■ Required task: Extract every record, keeping each one exactly as it is.

--- Start Material for the task ---

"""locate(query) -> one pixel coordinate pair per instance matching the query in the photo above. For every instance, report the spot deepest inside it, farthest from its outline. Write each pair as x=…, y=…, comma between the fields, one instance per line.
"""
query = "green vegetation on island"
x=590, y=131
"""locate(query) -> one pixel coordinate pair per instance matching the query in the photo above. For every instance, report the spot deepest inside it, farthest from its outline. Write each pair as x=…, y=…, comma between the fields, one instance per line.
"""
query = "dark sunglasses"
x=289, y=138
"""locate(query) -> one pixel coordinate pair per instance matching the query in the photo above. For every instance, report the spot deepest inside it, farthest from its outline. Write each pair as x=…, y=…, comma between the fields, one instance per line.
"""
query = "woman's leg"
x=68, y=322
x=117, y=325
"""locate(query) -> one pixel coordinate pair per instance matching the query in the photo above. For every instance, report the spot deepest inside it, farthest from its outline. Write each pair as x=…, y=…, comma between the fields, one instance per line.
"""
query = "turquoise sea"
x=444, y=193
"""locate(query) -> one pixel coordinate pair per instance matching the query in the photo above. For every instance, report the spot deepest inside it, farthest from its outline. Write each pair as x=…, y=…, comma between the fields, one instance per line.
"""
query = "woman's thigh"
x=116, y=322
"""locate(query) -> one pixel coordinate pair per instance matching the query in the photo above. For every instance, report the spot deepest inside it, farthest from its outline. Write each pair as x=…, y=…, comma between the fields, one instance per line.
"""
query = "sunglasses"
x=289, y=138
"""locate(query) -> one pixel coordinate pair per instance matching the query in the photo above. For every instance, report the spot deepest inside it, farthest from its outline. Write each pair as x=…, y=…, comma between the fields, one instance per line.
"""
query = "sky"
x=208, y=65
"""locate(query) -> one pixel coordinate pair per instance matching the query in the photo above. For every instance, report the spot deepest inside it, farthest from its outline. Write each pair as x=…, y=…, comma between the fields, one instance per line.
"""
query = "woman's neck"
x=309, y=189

--- End Material for the task ---

■ Task result:
"""locate(query) -> one pixel coordinate pair per instance matching the query in the photo above. For every instance, report the spot deepest inside it, farthest from its outline. Write each pair as x=…, y=…, comma between the fields, one instance per line.
"""
query = "green vegetation on island"
x=590, y=131
"""locate(query) -> one pixel coordinate pair per instance matching the query in the photo above. For every instance, report the spot deepest inside it, farthest from its outline. Write each pair as x=…, y=…, comma between the fields, one instance per line.
"""
query = "dark sunglasses"
x=289, y=138
"""locate(query) -> one pixel coordinate pair per instance matching the query in the photo above. For every instance, report the spot deepest inside it, farthest from its outline. Write each pair as x=…, y=…, comma between the fields, one instance per line.
"""
query = "woman's leg"
x=68, y=322
x=117, y=325
"""locate(query) -> one pixel coordinate pair per instance matching the query in the photo above. For every instance, report the spot deepest inside it, farthest from its outline. Write each pair as x=…, y=…, comma between the fields, one instance per line.
"""
query = "turquoise sea"
x=444, y=193
"""locate(query) -> one pixel coordinate pair per instance matching the query in the photo above. For every instance, report the spot deepest inside it, farthest from its outline. Write each pair as x=…, y=…, comma between the fields, one instance per line.
"""
query = "woman's thigh"
x=116, y=322
"""locate(query) -> one pixel coordinate pair per instance matching the query in the photo above. For every instance, report the spot deepest inside it, farthest from its outline. Write each pair as x=…, y=…, comma between the fields, one instance per line.
"""
query = "sunglasses"
x=289, y=138
"""locate(query) -> one pixel coordinate pair per instance matching the query in the photo above. For every instance, report the spot deepest inside it, farthest from its outline. Write each pair as x=…, y=…, comma between the fields, one instance per line.
"""
query = "sky"
x=208, y=65
"""locate(query) -> one pixel coordinate pair per instance matching the query in the photo above. For every instance, report the spot deepest inside it, farthest from its outline. Write each pair as x=…, y=…, comma between the fields, one instance per line.
"""
query = "woman's neck"
x=309, y=189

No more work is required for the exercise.